#### Aim of the exercise
Please print the listing that follows word for word, but skip any pictures it holds.
------------------------------------------------------------------------
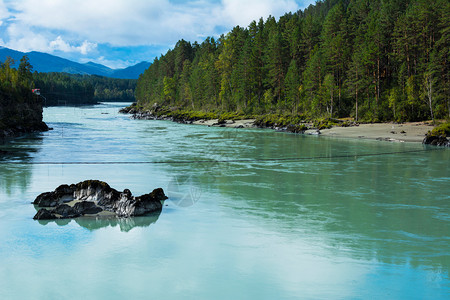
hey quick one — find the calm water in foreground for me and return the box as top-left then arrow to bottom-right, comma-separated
0,103 -> 448,299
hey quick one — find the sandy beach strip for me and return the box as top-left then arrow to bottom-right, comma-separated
193,118 -> 434,143
317,122 -> 433,143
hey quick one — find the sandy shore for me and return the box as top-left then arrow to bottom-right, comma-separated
192,118 -> 433,143
318,122 -> 433,143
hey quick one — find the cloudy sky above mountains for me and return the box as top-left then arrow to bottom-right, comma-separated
0,0 -> 314,68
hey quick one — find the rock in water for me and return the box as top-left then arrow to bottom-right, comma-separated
422,135 -> 450,147
34,208 -> 57,220
73,201 -> 103,215
34,192 -> 59,207
52,204 -> 80,218
33,180 -> 168,220
114,189 -> 167,217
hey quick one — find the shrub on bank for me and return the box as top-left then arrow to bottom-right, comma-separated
429,121 -> 450,137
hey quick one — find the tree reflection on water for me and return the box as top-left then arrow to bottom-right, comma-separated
0,134 -> 43,194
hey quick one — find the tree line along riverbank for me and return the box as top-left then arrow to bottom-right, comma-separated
120,102 -> 449,146
0,55 -> 137,138
135,0 -> 449,124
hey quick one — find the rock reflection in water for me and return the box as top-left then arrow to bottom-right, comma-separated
37,211 -> 162,232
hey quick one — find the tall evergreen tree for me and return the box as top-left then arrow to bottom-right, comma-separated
133,0 -> 449,121
285,60 -> 300,113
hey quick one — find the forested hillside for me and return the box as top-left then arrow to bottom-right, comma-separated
33,73 -> 136,105
136,0 -> 449,122
90,76 -> 136,102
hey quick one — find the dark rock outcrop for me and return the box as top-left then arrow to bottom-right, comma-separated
73,201 -> 103,215
114,189 -> 166,217
34,208 -> 58,220
34,192 -> 59,207
422,135 -> 450,147
0,89 -> 49,139
286,124 -> 308,133
33,180 -> 168,220
53,204 -> 80,218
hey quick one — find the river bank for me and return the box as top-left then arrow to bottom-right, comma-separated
193,119 -> 435,143
318,122 -> 434,143
119,104 -> 443,144
0,97 -> 48,140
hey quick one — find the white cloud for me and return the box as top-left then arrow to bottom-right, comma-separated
3,23 -> 50,52
78,40 -> 97,55
4,0 -> 303,46
79,56 -> 130,69
0,0 -> 313,67
49,36 -> 71,52
221,0 -> 300,27
49,36 -> 97,55
0,24 -> 97,55
0,0 -> 9,20
8,0 -> 179,46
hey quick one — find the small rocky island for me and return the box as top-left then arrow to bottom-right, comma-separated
33,180 -> 168,220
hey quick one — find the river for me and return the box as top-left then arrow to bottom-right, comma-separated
0,103 -> 448,299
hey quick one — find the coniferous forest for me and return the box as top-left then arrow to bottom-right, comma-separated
0,56 -> 34,99
33,73 -> 136,106
136,0 -> 449,122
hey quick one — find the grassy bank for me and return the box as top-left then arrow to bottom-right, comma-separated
121,103 -> 360,132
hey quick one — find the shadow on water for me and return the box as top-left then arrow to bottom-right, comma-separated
0,133 -> 43,194
36,211 -> 162,232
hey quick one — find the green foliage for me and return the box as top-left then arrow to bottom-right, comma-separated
33,73 -> 136,105
18,56 -> 33,88
217,111 -> 248,122
135,0 -> 449,122
165,110 -> 217,122
163,76 -> 176,103
0,56 -> 35,102
429,121 -> 450,137
90,76 -> 136,102
313,118 -> 337,130
32,72 -> 95,105
284,60 -> 300,113
0,55 -> 45,131
255,114 -> 306,128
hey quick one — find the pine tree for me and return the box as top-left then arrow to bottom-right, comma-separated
132,0 -> 448,121
284,60 -> 300,113
18,56 -> 33,88
266,21 -> 288,104
248,19 -> 267,107
303,46 -> 325,116
320,2 -> 347,114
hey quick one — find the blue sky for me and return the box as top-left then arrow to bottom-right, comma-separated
0,0 -> 315,69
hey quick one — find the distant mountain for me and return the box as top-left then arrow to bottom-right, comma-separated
83,61 -> 115,76
0,47 -> 150,79
111,61 -> 150,79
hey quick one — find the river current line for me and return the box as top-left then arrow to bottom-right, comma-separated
0,148 -> 444,165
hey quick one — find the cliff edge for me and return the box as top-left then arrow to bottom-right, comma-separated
------------------------------------------------------------------------
#### Response area
hey quick one — find the calm water in foreground for me and return the box as top-left then arrow to bottom-right, comma-separated
0,103 -> 448,299
hey quick one — find the sandy beach strip for me and return the box as top-left then arrow to bottom-right, comma-separated
193,118 -> 434,143
317,122 -> 433,143
hey quick one — find the sandy shore for me and return the box as top-left then arrow to bottom-right, comma-separated
192,118 -> 433,143
318,122 -> 433,143
hey quick one — find the cloudy sky above mountains for me and return the box as top-left then arrow to bottom-right, comma-separated
0,0 -> 314,68
hey quick one — find the rock in water for me and return the box as top-left then arrow to bottom-right, comma-separated
422,135 -> 450,147
34,208 -> 57,220
73,201 -> 103,215
34,192 -> 59,207
52,204 -> 80,218
33,180 -> 168,220
114,189 -> 167,217
hey quick one — find the shrub on bank for me and return the box as top-left then arrow to bottom-right, comma-separated
429,121 -> 450,137
hey quick one — find the tree reflection on water for me and return the box as top-left then arrow to bottom-right, comma-separated
0,134 -> 43,194
hey quick one — find the tree line along riverbank for me and return the box as top-left then arrow to bottom-right, comma-separated
120,102 -> 449,146
0,55 -> 137,138
135,0 -> 449,124
hey quick one — find the rock reflection in water for me and return the box as top-left then arrow to bottom-right, comma-separated
37,211 -> 162,232
hey quick one — find the tall evergreen tree for me and return the box as top-left then arrow to bottom-right, comma-separated
133,0 -> 449,121
285,60 -> 300,113
hey quick one — find the forested hillside for me and return the box as top-left then arrow to bottom-right, comma-separated
33,73 -> 136,105
136,0 -> 449,122
90,76 -> 136,102
hey quick one — find the dark rock outcrop for me and return the box as top-left then arrow to bottom-right, comma-separated
73,201 -> 103,215
114,189 -> 166,217
34,208 -> 58,220
34,192 -> 59,207
422,135 -> 450,147
0,89 -> 49,139
286,124 -> 308,133
33,180 -> 168,220
53,204 -> 80,218
hey quick one — find the river bank for me and return the box as top-left then arrow to bottom-right, comma-separated
193,119 -> 435,143
318,122 -> 434,143
119,104 -> 443,144
0,97 -> 48,140
hey quick one — find the white cloud for me and return the box as top-left then arrow to bottom-right, comma-separated
3,23 -> 50,52
78,40 -> 97,55
4,0 -> 303,46
79,56 -> 130,69
0,0 -> 313,67
49,36 -> 71,52
221,0 -> 300,27
49,36 -> 97,55
0,24 -> 97,55
0,0 -> 9,20
8,0 -> 179,46
hey quick one — find the small rocky island for me and return the box as top-left then arrow to bottom-right, comma-separated
33,180 -> 168,220
hey quick one — find the river for me and return the box as top-left then arrow to bottom-right, comma-separated
0,103 -> 448,299
hey quick one — find the coniferous forest for me and return the box as top-left then arrow to bottom-right, comma-separated
0,56 -> 34,99
33,73 -> 136,106
136,0 -> 449,122
hey quick one — find the grassy bank for me and return the box as top-left then arrow to bottom-right, comma-separated
121,103 -> 360,132
hey quick one — find the shadow on water for me and return the box as top-left then arrow to bottom-right, comma-separated
0,133 -> 43,194
36,211 -> 162,232
hey quick one — find the green foliage for me and return the box as top-left then arrow to bottom-right, comma-separated
33,73 -> 136,105
18,56 -> 33,88
217,111 -> 248,122
135,0 -> 449,122
165,110 -> 217,122
163,76 -> 176,103
0,56 -> 35,102
429,121 -> 450,137
90,76 -> 136,102
313,118 -> 337,130
32,72 -> 95,105
284,60 -> 300,113
0,55 -> 45,131
255,114 -> 306,128
hey quick one — find the pine tree for me and return the box as top-left then arrow to bottom-right, comma-separated
132,0 -> 448,121
284,60 -> 300,113
18,56 -> 33,88
266,21 -> 288,104
248,19 -> 267,107
303,46 -> 325,116
320,2 -> 347,114
hey quick one — find the blue sky for me and return the box as top-left then arrow to bottom-right, comma-separated
0,0 -> 315,69
hey quick one — find the distant mountain for me and return the box as top-left then arrow to bottom-right, comma-separated
83,61 -> 115,76
0,47 -> 150,79
111,61 -> 150,79
hey quick one — find the river current line for me and return the box as top-left then arrow to bottom-right, comma-separated
0,148 -> 444,165
hey quick one — find the cliff edge for me and return the box as top-left then arrow to bottom-right, comma-separated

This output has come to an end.